It’s their way of using the gift of medicine to give back. Because, even after bringing four sweet superheroes into their home and caring for their sometimes intense medical needs, they feel like they still have more to give.
Their lives are busy. Their home can be raucous. They sometimes take turns sleeping to accommodate the needs of one of their superheroes, and they happily drive two separate vehicles anytime they go anywhere as a family. Their van only holds seven passengers, and as a family of eight, they no longer fit.
And yet, even with six children in their home, four of them with medical needs, two with very serious medical needs, driving two separate vehicles and running on very little sleep, the only sound you hear when listening to this sweet mama, who now stays home with their superheroes, is JOY. You can hear her sweet smile through the phone receiver, and the laughter and tenderness she uses when addressing children who need snacks and hugs throughout our phone conversation is priceless.
And as I just fall in love with this former military family who served their hearts out for our country and now serves their hearts out for superheroes-in-waiting, I realize something: THIS is what it means for night to become noonday.
THIS is what it looks like to be the hands and feet of Jesus.
THIS is what it looks like to pour yourself out for the things that matter so dearly to our awesome God … and NOT look totally depleted. NOT appear completely exhausted. NOT be completely spent … but in God’s economy, be COMPLETELY FILLED.
Just like the precious family who introduced me to this scripture.
“And if you spend yourselves in behalf of the hungry and satisfy the needs of the oppressed, then your light will rise in the darkness, and your night will become like the noonday” (Isaiah 58:10).
THIS is what it looks like for NIGHT to become noonday.
THIS is what LIGHT looks like in a dark and selfish world.
THIS is how we combat darkness.
But it doesn’t mean there aren’t still some shadows to confront.
This servant-hearted family who dedicates their life to serving sweet superheroes with medical needs has several challenges before them.
Judah, their youngest, had an initial heart surgery in China, but he never received a complete repair. This special boy, whose laughter and bright eyes just melt the heart in his joy-filled videos, is now traveling to Boston this week, where some of the best specialists in the country are evaluating him for this open heart surgery hopefully sometime this fall.
Although their health insurance will cover some of this cost, it won’t cover everything.
This family still has adoption expenses remaining. They have medical costs before them. And in the meantime, they drive two vehicles everywhere, because they feel they still have love in their hearts and space in their home, and as long as they feel they have both left to give, they plan to bring home as many children as possible without sacrificing the needs of the individuals in their care.
And this is where WE, inspired standers by who are just watching in amazement as this precious couple DOES the heavy lifting, DOES the hard work, DOES the hard thing, gets to come help lift the load.

(Items in a dataset)

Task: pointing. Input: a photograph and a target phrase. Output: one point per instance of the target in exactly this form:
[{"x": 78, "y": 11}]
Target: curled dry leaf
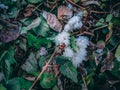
[
  {"x": 9, "y": 31},
  {"x": 52, "y": 21},
  {"x": 28, "y": 10},
  {"x": 64, "y": 11},
  {"x": 108, "y": 63}
]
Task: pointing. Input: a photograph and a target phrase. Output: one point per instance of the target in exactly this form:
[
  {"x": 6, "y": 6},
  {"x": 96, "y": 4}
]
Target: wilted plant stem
[{"x": 44, "y": 68}]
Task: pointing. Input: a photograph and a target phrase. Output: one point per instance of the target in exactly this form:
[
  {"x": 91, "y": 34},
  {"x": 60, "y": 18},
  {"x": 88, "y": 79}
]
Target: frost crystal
[{"x": 68, "y": 53}]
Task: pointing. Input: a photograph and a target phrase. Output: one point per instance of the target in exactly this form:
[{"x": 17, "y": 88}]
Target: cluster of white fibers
[
  {"x": 74, "y": 23},
  {"x": 82, "y": 42}
]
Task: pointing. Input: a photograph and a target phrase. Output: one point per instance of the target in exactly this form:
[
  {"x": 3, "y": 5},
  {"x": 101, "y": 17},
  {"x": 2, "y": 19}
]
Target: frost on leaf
[{"x": 52, "y": 21}]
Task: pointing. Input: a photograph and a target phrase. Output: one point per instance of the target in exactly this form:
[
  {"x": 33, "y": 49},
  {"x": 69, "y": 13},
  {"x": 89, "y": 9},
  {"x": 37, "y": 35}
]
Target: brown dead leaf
[
  {"x": 29, "y": 78},
  {"x": 52, "y": 21},
  {"x": 91, "y": 2},
  {"x": 28, "y": 10},
  {"x": 63, "y": 11}
]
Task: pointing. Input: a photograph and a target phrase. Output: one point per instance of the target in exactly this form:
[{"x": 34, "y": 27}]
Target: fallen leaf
[
  {"x": 91, "y": 2},
  {"x": 9, "y": 31},
  {"x": 29, "y": 78},
  {"x": 52, "y": 21},
  {"x": 28, "y": 10},
  {"x": 64, "y": 11},
  {"x": 34, "y": 24}
]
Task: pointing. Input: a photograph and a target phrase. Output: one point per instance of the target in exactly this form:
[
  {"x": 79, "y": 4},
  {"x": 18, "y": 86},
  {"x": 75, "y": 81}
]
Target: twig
[
  {"x": 84, "y": 82},
  {"x": 37, "y": 7},
  {"x": 92, "y": 11},
  {"x": 44, "y": 68},
  {"x": 115, "y": 6},
  {"x": 75, "y": 4},
  {"x": 99, "y": 28},
  {"x": 88, "y": 33}
]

PROMPT
In the passage about the adoptive family, why does the family drive two separate vehicles?

PROBLEM SOLUTION
Their van holds only seven passengers, and as a family of eight they no longer fit.